[Part of a data file]
____________
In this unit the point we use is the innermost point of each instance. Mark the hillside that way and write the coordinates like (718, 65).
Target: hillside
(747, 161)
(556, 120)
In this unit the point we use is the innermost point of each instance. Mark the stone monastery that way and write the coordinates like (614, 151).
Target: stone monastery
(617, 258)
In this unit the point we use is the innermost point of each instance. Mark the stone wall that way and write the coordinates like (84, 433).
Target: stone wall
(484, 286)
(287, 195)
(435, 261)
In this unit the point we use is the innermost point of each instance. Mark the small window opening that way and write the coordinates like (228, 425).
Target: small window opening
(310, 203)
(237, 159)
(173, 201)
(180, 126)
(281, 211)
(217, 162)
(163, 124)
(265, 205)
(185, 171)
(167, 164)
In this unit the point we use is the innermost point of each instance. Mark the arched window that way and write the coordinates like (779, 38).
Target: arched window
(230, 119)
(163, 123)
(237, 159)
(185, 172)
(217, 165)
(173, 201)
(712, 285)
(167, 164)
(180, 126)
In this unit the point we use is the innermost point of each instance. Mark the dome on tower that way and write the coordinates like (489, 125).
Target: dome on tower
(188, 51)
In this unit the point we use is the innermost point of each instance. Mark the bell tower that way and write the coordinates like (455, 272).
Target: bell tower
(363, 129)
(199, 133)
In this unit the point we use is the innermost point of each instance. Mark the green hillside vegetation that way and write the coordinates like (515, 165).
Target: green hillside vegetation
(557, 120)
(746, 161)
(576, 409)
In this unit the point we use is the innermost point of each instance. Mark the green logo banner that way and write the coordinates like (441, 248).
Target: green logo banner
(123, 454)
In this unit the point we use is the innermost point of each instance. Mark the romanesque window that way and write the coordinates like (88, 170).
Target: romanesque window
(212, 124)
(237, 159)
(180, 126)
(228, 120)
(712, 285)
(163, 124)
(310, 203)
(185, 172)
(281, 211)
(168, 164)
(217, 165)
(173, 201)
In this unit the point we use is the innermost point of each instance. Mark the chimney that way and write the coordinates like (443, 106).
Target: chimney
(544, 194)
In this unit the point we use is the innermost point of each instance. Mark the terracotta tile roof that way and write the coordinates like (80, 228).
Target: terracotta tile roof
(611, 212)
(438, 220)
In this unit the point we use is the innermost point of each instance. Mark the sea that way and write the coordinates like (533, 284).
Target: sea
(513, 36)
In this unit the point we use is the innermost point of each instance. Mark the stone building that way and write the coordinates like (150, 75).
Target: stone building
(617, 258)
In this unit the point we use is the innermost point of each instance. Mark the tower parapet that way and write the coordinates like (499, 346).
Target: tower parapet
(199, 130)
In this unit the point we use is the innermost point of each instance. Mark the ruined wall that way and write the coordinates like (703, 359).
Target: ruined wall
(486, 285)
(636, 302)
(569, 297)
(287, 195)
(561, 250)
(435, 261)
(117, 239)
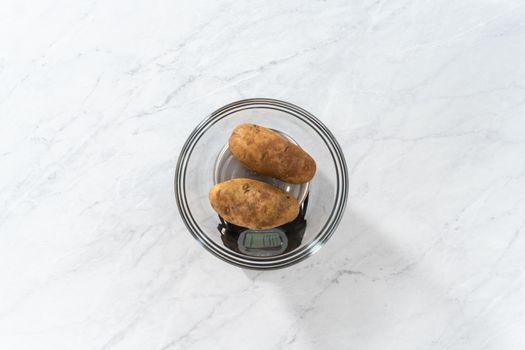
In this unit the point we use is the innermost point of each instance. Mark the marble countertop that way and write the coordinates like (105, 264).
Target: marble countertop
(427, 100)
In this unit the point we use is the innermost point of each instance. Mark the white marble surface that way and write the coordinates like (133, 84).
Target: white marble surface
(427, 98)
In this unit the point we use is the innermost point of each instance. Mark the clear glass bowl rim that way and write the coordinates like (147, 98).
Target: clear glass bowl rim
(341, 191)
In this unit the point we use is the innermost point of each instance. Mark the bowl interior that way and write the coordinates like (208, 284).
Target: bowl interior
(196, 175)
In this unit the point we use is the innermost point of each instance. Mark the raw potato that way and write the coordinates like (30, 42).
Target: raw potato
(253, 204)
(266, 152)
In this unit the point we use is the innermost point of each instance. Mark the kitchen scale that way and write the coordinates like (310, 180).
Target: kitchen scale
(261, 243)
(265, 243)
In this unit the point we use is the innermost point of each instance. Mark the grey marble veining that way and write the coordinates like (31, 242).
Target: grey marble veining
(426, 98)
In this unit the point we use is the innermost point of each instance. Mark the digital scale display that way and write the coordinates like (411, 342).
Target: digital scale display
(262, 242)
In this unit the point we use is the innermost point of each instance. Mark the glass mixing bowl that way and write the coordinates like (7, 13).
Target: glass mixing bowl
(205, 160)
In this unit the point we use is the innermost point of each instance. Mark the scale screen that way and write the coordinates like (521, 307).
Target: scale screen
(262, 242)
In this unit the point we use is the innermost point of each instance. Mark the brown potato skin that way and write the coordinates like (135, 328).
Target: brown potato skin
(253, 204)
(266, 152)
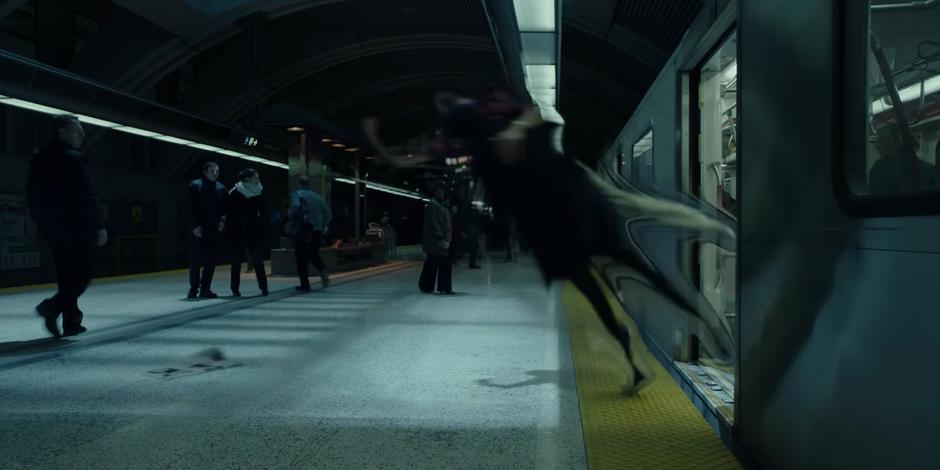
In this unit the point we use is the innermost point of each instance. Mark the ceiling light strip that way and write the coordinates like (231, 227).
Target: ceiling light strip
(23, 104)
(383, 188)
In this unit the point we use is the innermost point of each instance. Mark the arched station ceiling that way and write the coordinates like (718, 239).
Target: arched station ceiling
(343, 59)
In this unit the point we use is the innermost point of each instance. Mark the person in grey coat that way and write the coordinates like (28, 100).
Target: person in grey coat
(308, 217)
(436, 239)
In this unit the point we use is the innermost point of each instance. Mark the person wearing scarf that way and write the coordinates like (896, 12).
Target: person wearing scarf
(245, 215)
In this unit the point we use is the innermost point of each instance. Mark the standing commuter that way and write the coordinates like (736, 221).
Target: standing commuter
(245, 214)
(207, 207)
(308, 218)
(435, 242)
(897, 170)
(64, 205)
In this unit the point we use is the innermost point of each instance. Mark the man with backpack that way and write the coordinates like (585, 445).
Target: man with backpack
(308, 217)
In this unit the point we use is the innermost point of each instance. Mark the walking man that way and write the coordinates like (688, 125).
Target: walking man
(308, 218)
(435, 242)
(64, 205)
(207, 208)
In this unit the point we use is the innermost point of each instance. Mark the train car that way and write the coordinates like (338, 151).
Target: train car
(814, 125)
____________
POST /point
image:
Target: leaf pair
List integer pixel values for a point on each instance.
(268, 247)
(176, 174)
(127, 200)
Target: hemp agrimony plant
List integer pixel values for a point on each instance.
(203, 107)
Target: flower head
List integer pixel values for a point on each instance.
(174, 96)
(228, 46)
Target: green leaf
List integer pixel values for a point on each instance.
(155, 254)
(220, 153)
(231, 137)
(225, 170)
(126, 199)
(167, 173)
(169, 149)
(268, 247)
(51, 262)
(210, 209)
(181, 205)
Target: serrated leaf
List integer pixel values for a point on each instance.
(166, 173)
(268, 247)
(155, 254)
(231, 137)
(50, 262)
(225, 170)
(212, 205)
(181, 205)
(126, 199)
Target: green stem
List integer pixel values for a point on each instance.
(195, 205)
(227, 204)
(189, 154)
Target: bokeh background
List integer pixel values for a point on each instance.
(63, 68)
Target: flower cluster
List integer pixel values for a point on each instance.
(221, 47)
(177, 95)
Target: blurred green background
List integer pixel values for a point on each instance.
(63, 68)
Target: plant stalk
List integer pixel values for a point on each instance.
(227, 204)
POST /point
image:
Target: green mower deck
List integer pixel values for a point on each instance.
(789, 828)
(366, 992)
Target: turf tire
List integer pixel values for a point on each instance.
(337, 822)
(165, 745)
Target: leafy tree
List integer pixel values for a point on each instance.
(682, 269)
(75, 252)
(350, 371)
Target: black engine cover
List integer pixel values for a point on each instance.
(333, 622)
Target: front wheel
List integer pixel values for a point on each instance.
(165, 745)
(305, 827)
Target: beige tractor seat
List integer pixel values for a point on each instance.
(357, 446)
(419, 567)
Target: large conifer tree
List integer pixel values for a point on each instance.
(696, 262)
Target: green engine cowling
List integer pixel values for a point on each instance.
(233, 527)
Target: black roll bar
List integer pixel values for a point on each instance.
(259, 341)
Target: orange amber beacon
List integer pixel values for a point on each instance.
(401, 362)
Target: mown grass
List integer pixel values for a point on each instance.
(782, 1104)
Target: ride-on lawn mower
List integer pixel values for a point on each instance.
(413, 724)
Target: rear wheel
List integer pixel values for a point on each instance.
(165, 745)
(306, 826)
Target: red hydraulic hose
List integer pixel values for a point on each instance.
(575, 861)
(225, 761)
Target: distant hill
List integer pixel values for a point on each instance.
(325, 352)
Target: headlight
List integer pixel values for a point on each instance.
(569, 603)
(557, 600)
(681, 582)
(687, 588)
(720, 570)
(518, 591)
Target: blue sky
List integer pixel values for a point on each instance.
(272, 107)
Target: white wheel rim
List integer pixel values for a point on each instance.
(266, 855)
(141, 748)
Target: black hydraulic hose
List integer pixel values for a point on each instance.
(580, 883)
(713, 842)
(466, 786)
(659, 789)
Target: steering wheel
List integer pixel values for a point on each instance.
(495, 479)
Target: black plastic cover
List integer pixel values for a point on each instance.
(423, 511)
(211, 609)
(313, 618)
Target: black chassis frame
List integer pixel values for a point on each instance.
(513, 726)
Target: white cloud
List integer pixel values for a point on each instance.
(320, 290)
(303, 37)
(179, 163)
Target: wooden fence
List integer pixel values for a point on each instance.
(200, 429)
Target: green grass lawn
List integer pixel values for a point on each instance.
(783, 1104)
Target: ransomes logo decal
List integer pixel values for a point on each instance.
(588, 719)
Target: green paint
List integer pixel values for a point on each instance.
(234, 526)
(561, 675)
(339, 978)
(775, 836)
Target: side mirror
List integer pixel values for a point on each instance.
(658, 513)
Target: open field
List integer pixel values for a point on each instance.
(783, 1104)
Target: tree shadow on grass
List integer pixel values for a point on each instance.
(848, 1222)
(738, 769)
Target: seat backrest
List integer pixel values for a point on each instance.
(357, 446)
____________
> CHALLENGE
Locate every line in the entries above that contains the string "interior" and copy each of those lines.

> RESULT OF THE TASK
In this unit the point we use is the innermost point of each instance. Mark the bowl interior that way and write the coordinates like (208, 284).
Target: bowl interior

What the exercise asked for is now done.